ENTRIES SHOWN:
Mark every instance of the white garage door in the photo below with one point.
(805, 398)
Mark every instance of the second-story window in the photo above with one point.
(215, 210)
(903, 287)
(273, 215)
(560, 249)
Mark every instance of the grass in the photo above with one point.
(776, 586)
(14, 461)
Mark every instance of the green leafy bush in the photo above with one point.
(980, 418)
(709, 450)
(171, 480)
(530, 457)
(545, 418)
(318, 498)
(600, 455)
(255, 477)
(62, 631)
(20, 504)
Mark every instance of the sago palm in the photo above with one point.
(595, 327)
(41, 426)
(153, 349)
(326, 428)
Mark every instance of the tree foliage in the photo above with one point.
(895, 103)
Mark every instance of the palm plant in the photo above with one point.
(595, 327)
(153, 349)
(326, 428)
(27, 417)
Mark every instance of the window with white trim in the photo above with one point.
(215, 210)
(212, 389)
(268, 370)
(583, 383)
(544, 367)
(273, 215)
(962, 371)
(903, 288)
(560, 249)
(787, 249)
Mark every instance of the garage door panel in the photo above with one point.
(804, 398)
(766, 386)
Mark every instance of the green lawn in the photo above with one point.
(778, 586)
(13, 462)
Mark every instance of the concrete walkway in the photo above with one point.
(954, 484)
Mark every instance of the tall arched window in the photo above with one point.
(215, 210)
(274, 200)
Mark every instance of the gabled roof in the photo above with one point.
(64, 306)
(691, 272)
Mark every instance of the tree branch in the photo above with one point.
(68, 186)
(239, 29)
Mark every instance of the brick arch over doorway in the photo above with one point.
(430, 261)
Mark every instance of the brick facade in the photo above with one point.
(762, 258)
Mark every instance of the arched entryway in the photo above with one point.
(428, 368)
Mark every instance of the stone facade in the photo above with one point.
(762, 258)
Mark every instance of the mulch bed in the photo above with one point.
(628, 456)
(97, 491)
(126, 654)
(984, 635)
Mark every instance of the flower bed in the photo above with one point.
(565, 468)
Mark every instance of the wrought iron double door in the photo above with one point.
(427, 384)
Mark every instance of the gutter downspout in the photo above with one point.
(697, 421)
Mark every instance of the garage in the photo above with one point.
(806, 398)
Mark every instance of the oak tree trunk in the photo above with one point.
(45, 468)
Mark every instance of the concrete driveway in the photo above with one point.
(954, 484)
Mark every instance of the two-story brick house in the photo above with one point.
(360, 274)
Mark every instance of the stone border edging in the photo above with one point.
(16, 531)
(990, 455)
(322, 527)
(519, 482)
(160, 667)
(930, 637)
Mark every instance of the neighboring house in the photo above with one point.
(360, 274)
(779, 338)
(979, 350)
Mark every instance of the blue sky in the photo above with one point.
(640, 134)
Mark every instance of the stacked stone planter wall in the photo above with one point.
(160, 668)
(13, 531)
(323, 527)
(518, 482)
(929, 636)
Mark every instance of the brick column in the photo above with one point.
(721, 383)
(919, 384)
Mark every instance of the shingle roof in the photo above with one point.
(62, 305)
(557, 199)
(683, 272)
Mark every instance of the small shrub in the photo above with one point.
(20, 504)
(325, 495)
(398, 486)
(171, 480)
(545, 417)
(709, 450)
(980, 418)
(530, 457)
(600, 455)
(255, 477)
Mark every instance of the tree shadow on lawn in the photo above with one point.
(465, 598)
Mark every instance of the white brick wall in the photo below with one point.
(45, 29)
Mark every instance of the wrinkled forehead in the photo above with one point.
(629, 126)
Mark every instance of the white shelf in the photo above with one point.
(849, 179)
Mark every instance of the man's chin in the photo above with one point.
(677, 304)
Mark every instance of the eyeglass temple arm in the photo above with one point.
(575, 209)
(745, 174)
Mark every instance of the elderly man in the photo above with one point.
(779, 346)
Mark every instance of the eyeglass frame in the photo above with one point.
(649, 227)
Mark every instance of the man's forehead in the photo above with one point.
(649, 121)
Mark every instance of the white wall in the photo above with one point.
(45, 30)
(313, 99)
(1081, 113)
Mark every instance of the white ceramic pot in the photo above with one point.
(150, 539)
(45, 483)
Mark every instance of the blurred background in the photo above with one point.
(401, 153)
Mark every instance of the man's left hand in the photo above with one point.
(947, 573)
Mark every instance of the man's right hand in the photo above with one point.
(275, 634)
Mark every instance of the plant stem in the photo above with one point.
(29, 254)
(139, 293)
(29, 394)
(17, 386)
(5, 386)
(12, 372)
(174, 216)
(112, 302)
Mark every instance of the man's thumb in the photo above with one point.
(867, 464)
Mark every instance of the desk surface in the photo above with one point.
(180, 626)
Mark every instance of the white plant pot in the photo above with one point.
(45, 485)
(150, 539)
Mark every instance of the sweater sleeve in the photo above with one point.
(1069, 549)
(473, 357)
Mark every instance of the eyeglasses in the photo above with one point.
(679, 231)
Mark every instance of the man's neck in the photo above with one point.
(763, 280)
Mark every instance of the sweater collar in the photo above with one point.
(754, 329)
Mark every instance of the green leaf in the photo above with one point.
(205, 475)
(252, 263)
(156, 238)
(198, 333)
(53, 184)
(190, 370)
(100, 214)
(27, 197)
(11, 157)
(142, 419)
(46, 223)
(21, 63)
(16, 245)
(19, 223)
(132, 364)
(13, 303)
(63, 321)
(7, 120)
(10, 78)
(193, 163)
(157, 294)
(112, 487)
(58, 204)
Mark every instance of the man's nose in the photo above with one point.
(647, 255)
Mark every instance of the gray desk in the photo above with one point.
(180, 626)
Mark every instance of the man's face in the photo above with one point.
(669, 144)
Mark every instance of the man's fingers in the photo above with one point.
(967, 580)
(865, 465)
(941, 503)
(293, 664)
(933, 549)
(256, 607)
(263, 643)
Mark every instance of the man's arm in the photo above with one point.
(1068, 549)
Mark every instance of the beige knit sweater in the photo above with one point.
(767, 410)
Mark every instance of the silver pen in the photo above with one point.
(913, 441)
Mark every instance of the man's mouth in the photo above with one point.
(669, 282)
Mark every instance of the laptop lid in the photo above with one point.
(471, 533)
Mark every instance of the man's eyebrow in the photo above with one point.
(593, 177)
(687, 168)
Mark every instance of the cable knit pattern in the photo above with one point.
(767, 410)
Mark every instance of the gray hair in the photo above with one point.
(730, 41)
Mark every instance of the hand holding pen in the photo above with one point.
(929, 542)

TASK REQUIREMENTS:
Could you reproduce all of the entries exactly as they appear?

ANSWER TO THIS TASK:
Mark every instance of the white garage door in the photo below with one point.
(805, 398)
Mark every instance of the second-story window in the photo above with one point.
(215, 210)
(903, 287)
(273, 215)
(560, 249)
Mark every instance of the grass in the photo above with one point.
(776, 586)
(14, 461)
Mark every instance of the green leafy bush in the photo above with one point.
(980, 418)
(709, 450)
(171, 480)
(530, 457)
(545, 418)
(318, 498)
(600, 455)
(255, 477)
(62, 631)
(20, 504)
Mark every instance of the sago palm in the photo above with one point.
(595, 327)
(41, 426)
(153, 349)
(326, 428)
Mark every instance of the tree foliage in the photo above with one point.
(895, 103)
Mark every instance of the palm plant in the photo above with one point.
(595, 327)
(153, 349)
(326, 428)
(27, 417)
Mark every instance of the window with white trim in the photo above with one point.
(215, 210)
(212, 389)
(268, 370)
(583, 383)
(544, 367)
(273, 215)
(962, 371)
(903, 288)
(560, 249)
(787, 249)
Mark every instance of the garage door panel in the photo above with one point.
(804, 398)
(766, 386)
Mark every instance of the green lawn in the photo above with one point.
(778, 586)
(13, 462)
Mark every instance of the concrete walkway in the photo above with one point.
(954, 484)
Mark every instance of the tall arched window in the photo above with one point.
(215, 210)
(274, 200)
Mark every instance of the gabled roof in the photo above with one point.
(64, 306)
(691, 272)
Mark every instance of the tree branch in the photo above with one point.
(68, 186)
(239, 29)
Mark every instance of the brick arch over doorway in the photo above with one point.
(430, 261)
Mark every instance of the brick facade in the photo above with one point.
(762, 258)
Mark every instance of the arched entryway in the photo above with one point.
(428, 368)
Mark every instance of the stone facade in the photo above with one point.
(762, 258)
Mark every instance of the mulch bed in the photo above with one point.
(628, 456)
(97, 491)
(126, 654)
(984, 635)
Mark every instance of the flower bed in the photo above with one point.
(565, 468)
Mark every instance of the wrought iron double door in the photo above with one point.
(427, 384)
Mark every instance of the gutter downspout in the photo above with one point.
(697, 421)
Mark every instance of the garage in the photo above with one point.
(806, 398)
Mark every instance of the oak tree trunk in the photo above with one point.
(45, 468)
Mark every instance of the concrete driveway in the photo above with one point.
(954, 484)
Mark every instance of the two-story brick house in the photo above with one point.
(360, 274)
Mark every instance of the stone border edging in the photo above with one point.
(16, 531)
(990, 455)
(322, 527)
(519, 482)
(160, 667)
(930, 637)
Mark every instance of the neighboring house in the photo above with one point.
(360, 274)
(779, 338)
(979, 350)
Mark every instance of the blue sky in the photo above with one point.
(640, 134)
Mark every instance of the stacked stone planter wall in the photo above with one point.
(160, 668)
(13, 531)
(323, 527)
(518, 482)
(929, 636)
Mark every instance of the brick column in the photo above with one point.
(721, 383)
(919, 384)
Mark every instance of the shingle roof in the photo above with one point.
(62, 305)
(557, 199)
(683, 272)
Mark every instance of the small shrub in the photo above with one point.
(20, 504)
(325, 495)
(398, 486)
(171, 480)
(545, 417)
(709, 450)
(980, 418)
(530, 457)
(600, 455)
(255, 477)
Mark every instance of the tree shadow on lawn in the photo above with one point.
(465, 598)
Mark every instance of the white brick wall in the photo below with one point.
(45, 29)
Mark every instance of the wrinkled forehead in the photo above with one point.
(629, 126)
Mark every instance of the white shelf in the photo above with one point.
(849, 179)
Mark every instance of the man's chin in the photo above with one point.
(677, 304)
Mark every instance of the eyeglass temple arm in the photo above with one point.
(575, 209)
(745, 174)
Mark every instance of the elderly man in the photo above with one point.
(779, 346)
Mark every instance of the eyeglass frame in the photo above with one point.
(649, 227)
Mark every instance of the man's forehead in the photo above with one point.
(649, 121)
Mark every instance of the white wall in the photo above with one point.
(45, 30)
(313, 99)
(1081, 113)
Mark every instance of the white ceramic pot in the photo above with one point.
(150, 539)
(45, 483)
Mark every instance of the blurred background in the photo above with one point.
(401, 153)
Mark every instance of the man's left hand in the photo above with one point.
(947, 573)
Mark every instance of the man's right hand in the photo above with one point.
(275, 634)
Mark every instance of the plant stem in the photo above with one point.
(29, 254)
(139, 293)
(29, 394)
(17, 386)
(5, 386)
(12, 372)
(174, 216)
(112, 302)
Mark every instance of the man's thumb in the photo above with one point.
(867, 464)
Mark every instance of the desk surface in the photo above with one point.
(180, 626)
Mark every instance of the white plant pot in the photo above with one point.
(45, 485)
(150, 539)
Mark every instance of the sweater sleeve in the photo above with one point.
(1069, 549)
(473, 357)
Mark every instance of the eyeglasses in the photo above with one point.
(679, 231)
Mark every instance of the man's neck in the photo above with one point.
(763, 280)
Mark every instance of the sweater collar in the photo above with one point.
(754, 329)
Mark every instance of the green leaf in the photo above with one point.
(205, 475)
(252, 263)
(156, 238)
(198, 333)
(53, 184)
(190, 370)
(100, 214)
(27, 197)
(11, 157)
(142, 419)
(46, 223)
(21, 63)
(16, 245)
(19, 223)
(132, 364)
(13, 303)
(63, 321)
(7, 120)
(10, 78)
(193, 163)
(157, 294)
(112, 487)
(58, 204)
Mark every instance of the man's nose in the photo above with one point.
(647, 255)
Mark every instance of the gray desk in the photo above with one point.
(180, 626)
Mark every instance of the man's face in the photo above with one point.
(669, 144)
Mark every instance of the man's fingers in the photo above with one point.
(967, 580)
(865, 465)
(941, 503)
(293, 664)
(933, 549)
(256, 607)
(263, 643)
Mark every instance of the man's arm in the photo above with one point.
(1068, 549)
Mark every instance of the beige knit sweater in the photo above with one point.
(767, 410)
Mark every instance of the silver pen in the photo above with one point.
(913, 441)
Mark every instance of the man's mouth in the photo above with one point.
(669, 282)
Mark every instance of the laptop lid in the photo above with one point.
(471, 533)
Mark every instance of the man's eyebrow in the photo above with one point.
(593, 177)
(687, 168)
Mark every instance of the cable knit pattern in the photo above with one point.
(767, 410)
Mark every instance of the gray hair in the photo above with one point.
(730, 41)
Mark every instance of the hand holding pen in the photo above with one point.
(929, 542)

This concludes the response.